[TO DO] Extend the Renton Football Club history below, picking up right after its final sentence.

[TEXT PROVIDED]
__________
Renton Football Club was a football club based in Renton, West Dunbartonshire, Scotland. Formed in 1872, they were a prominent team in the early history of Scottish football, and were one of the teams that featured in the first ever Scottish Cup fixture. They won the competition twice, in 1885 and 1888, and were also runners-up three times. Their 6–1 win against Cambuslang in 1888 is the joint record win in a Scottish Cup final.

The club were one of the founder members of the Scottish Football League in 1890, but were expelled soon after for breaching the regulations against professionalism. They returned to the League in 1891, but struggled financially and resigned in 1897. They continued to play in minor senior leagues before folding in 1922.

Renton were one of the first clubs  to win the Football World Championship when in 1888, as Scottish Cup holders, they challenged and beat the FA Cup holders West Bromwich Albion. The club produced 13 internationalists in 11 years also.

History
Dunbartonshire was a hotbed of the game in the early years of organised football in Scotland, with the county's three leading clubs of the era, Dumbarton, Renton and Vale of Leven all forming in 1872, emerging out of shinty clubs in local factories who were turned to the association game by the influence of Queen's Park F.C.  Renton's side was formed by employees of William Striling & Sons, the dye factory of Alexander Wylie, who provided the club with finance and support.

Although not one of the founder members of the Scottish Football Association in 1873, Renton joined the body in time to enter the inaugural (1873–74) Scottish Cup tournament, and on 18 October 1873 were one of the clubs involved in the first day of competition for the new trophy. Renton faced Kilmarnock on neutral territory at Crosshill, Glasgow, winning 2–0. Although full details of the matches played are difficult to ascertain, it is generally believed that this was the first of the three games played that day to kick off, and therefore the first official competitive football match to take place in Scotland. Renton went on to reach the semi final, losing to eventual winners Queen's Park. The following season they went one step further, reaching the final, but again lost to Queen's Park, by 3–0.

The glory years

During the 1880s Renton were amongst the most powerful clubs in the country. They lifted the Scottish Cup for the first time in 1885, beating local rivals Vale of Leven in the final. The 1886 final once again ended in defeat against Queen's Park, but Renton lifted the trophy for a second time in 1888 with an emphatic 6–1 win over Cambuslang, a winning margin that has never been exceeded in a Scottish Cup final. During this period, Renton also lifted another prestigious trophy of the era, the Glasgow Merchants' Charity Cup, four years in succession. During season 1886–87, Renton competed in the FA Cup. They defeated Accrington 1–0 at home in the first round. Following a 2–2 draw at home in the second round, they beat Blackburn Rovers 2–0 in a replay. Preston ended their FA Cup run in the third round, winning 2–0 at Renton.
__________
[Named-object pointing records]

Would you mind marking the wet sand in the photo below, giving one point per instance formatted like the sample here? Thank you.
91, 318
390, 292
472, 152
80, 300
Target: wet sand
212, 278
__________
[ANSWER TO THIS EXERCISE]
Three months after their second Scottish Cup triumph, Renton returned to the scene, the second Hampden Park in Glasgow, to face FA Cup holders West Bromwich Albion in a challenge match billed as being for the "Championship of the United Kingdom and the World". The fixture was really no more than a friendly organised between the clubs, without any direct sanction from the respective national associations. Given there were no league competitions as yet, a meeting between the English and Scottish Cup winners could reasonably lay some claim to deciding the leading club in the UK (albeit without any opportunity for the Welsh or Irish equivalents to compete). When Renton won the World Cup, the footballing world was in its infancy in 1888, almost exclusively played by Scottish and English clubs. It was a World Cup Championship by default – nevertheless Renton’s claim is undisputed. A “Champion of the World” sign was proudly displayed on the pavilion at Tontine Park. The trophy can be found in the Hampden Park museum.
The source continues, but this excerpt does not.